── Exercise input ──

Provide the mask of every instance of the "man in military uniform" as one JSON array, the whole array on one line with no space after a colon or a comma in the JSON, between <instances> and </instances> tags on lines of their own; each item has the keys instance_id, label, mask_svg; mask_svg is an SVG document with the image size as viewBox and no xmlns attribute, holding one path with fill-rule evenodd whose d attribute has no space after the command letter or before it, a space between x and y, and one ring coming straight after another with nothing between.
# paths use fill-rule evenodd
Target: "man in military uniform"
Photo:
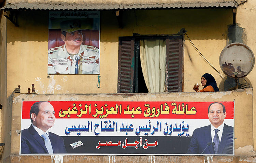
<instances>
[{"instance_id":1,"label":"man in military uniform","mask_svg":"<svg viewBox=\"0 0 256 163\"><path fill-rule=\"evenodd\" d=\"M76 72L78 73L98 74L99 49L82 44L82 29L80 20L62 21L60 29L60 37L65 44L48 50L48 73L74 74L76 65L78 70ZM74 58L75 55L79 56L77 61Z\"/></svg>"}]
</instances>

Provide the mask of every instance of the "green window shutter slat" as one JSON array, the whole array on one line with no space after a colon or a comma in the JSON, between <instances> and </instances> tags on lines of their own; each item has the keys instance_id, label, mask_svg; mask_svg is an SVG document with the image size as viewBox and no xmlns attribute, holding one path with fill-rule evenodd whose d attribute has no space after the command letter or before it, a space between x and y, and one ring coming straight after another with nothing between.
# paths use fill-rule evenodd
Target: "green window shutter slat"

───

__Set problem__.
Rewrite all of the data above with every "Target" changed to "Label" and nothing else altered. Leave the pictures out of your answer.

__Answer in full__.
Provide the mask of every instance of the "man in military uniform" as one JSON array, the whole array on one line with no space after a colon or a comma in the JSON, between <instances> and </instances> tags on lines of their own; each item has the keys instance_id, label, mask_svg; mask_svg is an SVG document with the image size as viewBox and no xmlns attribute, holding one path with fill-rule evenodd whose d attribute has no space after the command letter or before it, a space between x and y, and one ring coming straight after another with nothing between.
# paths use fill-rule evenodd
Label: "man in military uniform"
Photo:
<instances>
[{"instance_id":1,"label":"man in military uniform","mask_svg":"<svg viewBox=\"0 0 256 163\"><path fill-rule=\"evenodd\" d=\"M76 72L78 73L98 74L99 49L82 44L82 29L80 20L62 21L60 29L60 37L65 44L48 50L48 73L74 74L76 65L78 70ZM74 58L75 55L79 56L77 61Z\"/></svg>"}]
</instances>

Provide the mask of every instance of the "green window shutter slat" as one JSON array, the whole array on one line with no space after a colon or a comma in the JSON, between <instances> and </instances> tags on lines of their own; each item has the keys instance_id, label, mask_svg; mask_svg is an SVG document with the image size as viewBox and no xmlns attribute, holding one path with fill-rule evenodd whose d attribute has no space after the command letter or before it, a space between x and y, and one ring coming straight after another with nothing between.
# paths use fill-rule evenodd
Label: "green window shutter slat"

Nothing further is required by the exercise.